● **Task item**: Except for the pictures, write out all the records that follow exactly.

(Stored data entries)
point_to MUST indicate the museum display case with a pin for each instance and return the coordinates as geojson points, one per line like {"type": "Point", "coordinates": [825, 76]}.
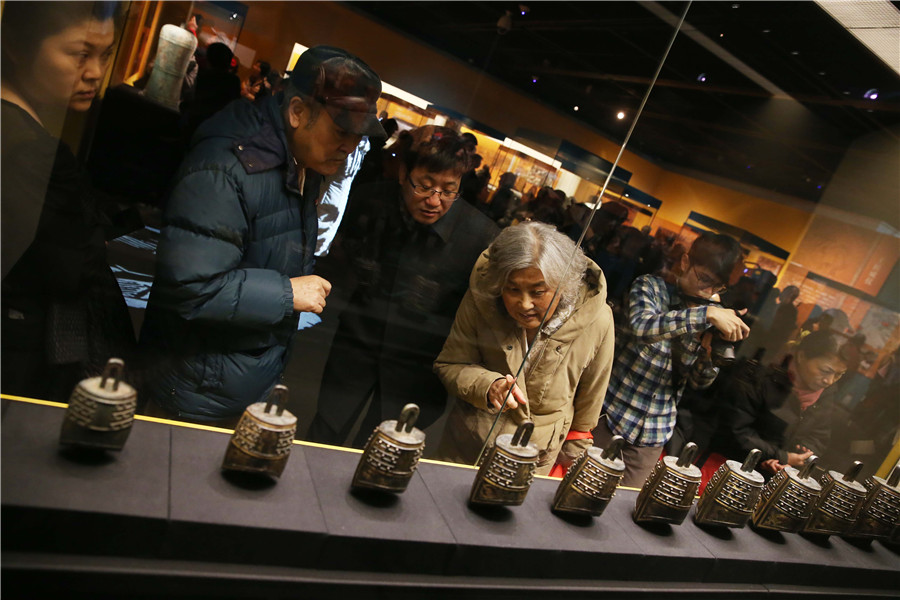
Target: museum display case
{"type": "Point", "coordinates": [165, 511]}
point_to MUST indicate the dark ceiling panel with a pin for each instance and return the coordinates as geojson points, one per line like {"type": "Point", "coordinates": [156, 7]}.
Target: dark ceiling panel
{"type": "Point", "coordinates": [601, 56]}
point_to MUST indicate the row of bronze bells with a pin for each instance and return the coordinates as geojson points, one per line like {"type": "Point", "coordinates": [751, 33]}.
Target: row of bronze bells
{"type": "Point", "coordinates": [792, 501]}
{"type": "Point", "coordinates": [101, 411]}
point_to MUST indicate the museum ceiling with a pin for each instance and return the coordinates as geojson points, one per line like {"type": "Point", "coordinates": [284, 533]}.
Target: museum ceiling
{"type": "Point", "coordinates": [769, 94]}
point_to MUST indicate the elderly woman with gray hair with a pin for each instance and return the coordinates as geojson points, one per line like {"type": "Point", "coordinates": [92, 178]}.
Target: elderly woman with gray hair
{"type": "Point", "coordinates": [563, 382]}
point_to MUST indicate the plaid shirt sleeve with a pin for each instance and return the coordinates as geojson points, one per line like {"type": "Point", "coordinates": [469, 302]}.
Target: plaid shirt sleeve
{"type": "Point", "coordinates": [642, 397]}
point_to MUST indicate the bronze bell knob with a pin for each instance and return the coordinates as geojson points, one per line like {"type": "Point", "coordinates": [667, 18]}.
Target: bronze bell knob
{"type": "Point", "coordinates": [391, 454]}
{"type": "Point", "coordinates": [507, 470]}
{"type": "Point", "coordinates": [731, 494]}
{"type": "Point", "coordinates": [101, 410]}
{"type": "Point", "coordinates": [590, 482]}
{"type": "Point", "coordinates": [669, 491]}
{"type": "Point", "coordinates": [262, 441]}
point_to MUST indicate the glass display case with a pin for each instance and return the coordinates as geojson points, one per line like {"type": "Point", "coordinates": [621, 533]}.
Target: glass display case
{"type": "Point", "coordinates": [637, 191]}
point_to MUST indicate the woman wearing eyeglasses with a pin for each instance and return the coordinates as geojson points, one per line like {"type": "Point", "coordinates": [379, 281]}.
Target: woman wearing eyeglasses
{"type": "Point", "coordinates": [410, 245]}
{"type": "Point", "coordinates": [661, 341]}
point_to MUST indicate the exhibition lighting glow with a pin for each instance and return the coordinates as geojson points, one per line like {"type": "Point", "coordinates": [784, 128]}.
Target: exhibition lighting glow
{"type": "Point", "coordinates": [514, 145]}
{"type": "Point", "coordinates": [875, 23]}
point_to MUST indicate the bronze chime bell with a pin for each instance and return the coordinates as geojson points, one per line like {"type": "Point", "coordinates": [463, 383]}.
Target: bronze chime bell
{"type": "Point", "coordinates": [731, 494]}
{"type": "Point", "coordinates": [101, 410]}
{"type": "Point", "coordinates": [787, 499]}
{"type": "Point", "coordinates": [507, 469]}
{"type": "Point", "coordinates": [669, 491]}
{"type": "Point", "coordinates": [261, 442]}
{"type": "Point", "coordinates": [590, 483]}
{"type": "Point", "coordinates": [837, 507]}
{"type": "Point", "coordinates": [391, 454]}
{"type": "Point", "coordinates": [880, 512]}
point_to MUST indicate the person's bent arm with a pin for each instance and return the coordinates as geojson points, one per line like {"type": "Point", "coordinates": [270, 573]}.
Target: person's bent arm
{"type": "Point", "coordinates": [649, 319]}
{"type": "Point", "coordinates": [199, 273]}
{"type": "Point", "coordinates": [459, 365]}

● **Completed exercise**:
point_to MUST indicate the museum display case with a pin for each instance and return the coordinates as geojson points, one per line like {"type": "Point", "coordinates": [825, 76]}.
Target: museum display case
{"type": "Point", "coordinates": [165, 511]}
point_to MUST indicate the dark ceiling panel with a pin for each instance and return the coordinates as geojson points, one per line like {"type": "Point", "coordinates": [156, 7]}.
Target: dark ceiling panel
{"type": "Point", "coordinates": [601, 56]}
point_to MUST indicate the row of bronze bells with a pin for each instance and return the coordinates as geojson points, one per line like {"type": "Point", "coordinates": [751, 33]}.
Target: row of bronze bells
{"type": "Point", "coordinates": [792, 501]}
{"type": "Point", "coordinates": [101, 411]}
point_to MUST indicate the museum ceiling with a pin for each instance and return the coordinates as geojson points, one per line like {"type": "Point", "coordinates": [284, 533]}.
Target: museum ceiling
{"type": "Point", "coordinates": [769, 94]}
point_to MUST indicate the elderly woman with gray hair with a pin for each instance and return the coordinates as geojson points, one per line like {"type": "Point", "coordinates": [92, 178]}.
Target: elderly woman with gray hair
{"type": "Point", "coordinates": [563, 382]}
point_to MUST indicate the plaid shirt sleeve with a pin for each instance and return the coordinates as geojson points, one per line like {"type": "Point", "coordinates": [469, 302]}.
Target: plaid shirt sleeve
{"type": "Point", "coordinates": [642, 397]}
point_to MUST indicate the bronze bell knob with a pin for each instance and return the coordinates as geojson points, one per line like {"type": "Point", "coordinates": [667, 18]}.
Target: bronze bell knob
{"type": "Point", "coordinates": [391, 454]}
{"type": "Point", "coordinates": [507, 470]}
{"type": "Point", "coordinates": [731, 494]}
{"type": "Point", "coordinates": [101, 410]}
{"type": "Point", "coordinates": [590, 482]}
{"type": "Point", "coordinates": [669, 491]}
{"type": "Point", "coordinates": [262, 441]}
point_to MUST indicate the glass display case with a pin for each instance and return the coordinates as geojson points, one per line like {"type": "Point", "coordinates": [621, 533]}.
Target: glass display case
{"type": "Point", "coordinates": [637, 191]}
point_to MUST indicate the woman wearing eyeglasses with a pin for each instance and return the coordinates as geojson points, one per line like {"type": "Point", "coordinates": [379, 281]}.
Target: woman wearing eyeglasses
{"type": "Point", "coordinates": [410, 245]}
{"type": "Point", "coordinates": [661, 341]}
point_to MUST indicate the exhibition lighting glow with a pin for each instance and return the coordinates as geojson points, one per line like {"type": "Point", "coordinates": [784, 128]}.
Target: exhibition lighting glow
{"type": "Point", "coordinates": [514, 145]}
{"type": "Point", "coordinates": [875, 23]}
point_to MUST indicate the bronze chime bell with a pin for each instance and return the coordinates as geojson points, one per line like {"type": "Point", "coordinates": [463, 383]}.
Target: bronze chime bell
{"type": "Point", "coordinates": [731, 494]}
{"type": "Point", "coordinates": [101, 410]}
{"type": "Point", "coordinates": [787, 499]}
{"type": "Point", "coordinates": [507, 469]}
{"type": "Point", "coordinates": [669, 491]}
{"type": "Point", "coordinates": [261, 442]}
{"type": "Point", "coordinates": [590, 483]}
{"type": "Point", "coordinates": [837, 507]}
{"type": "Point", "coordinates": [391, 454]}
{"type": "Point", "coordinates": [880, 512]}
point_to MUST indicate the person's bent arm with a pin for each instance and return the coordinates as geojson points, one per line like {"type": "Point", "coordinates": [270, 573]}.
Target: person's bent arm
{"type": "Point", "coordinates": [649, 319]}
{"type": "Point", "coordinates": [199, 273]}
{"type": "Point", "coordinates": [459, 365]}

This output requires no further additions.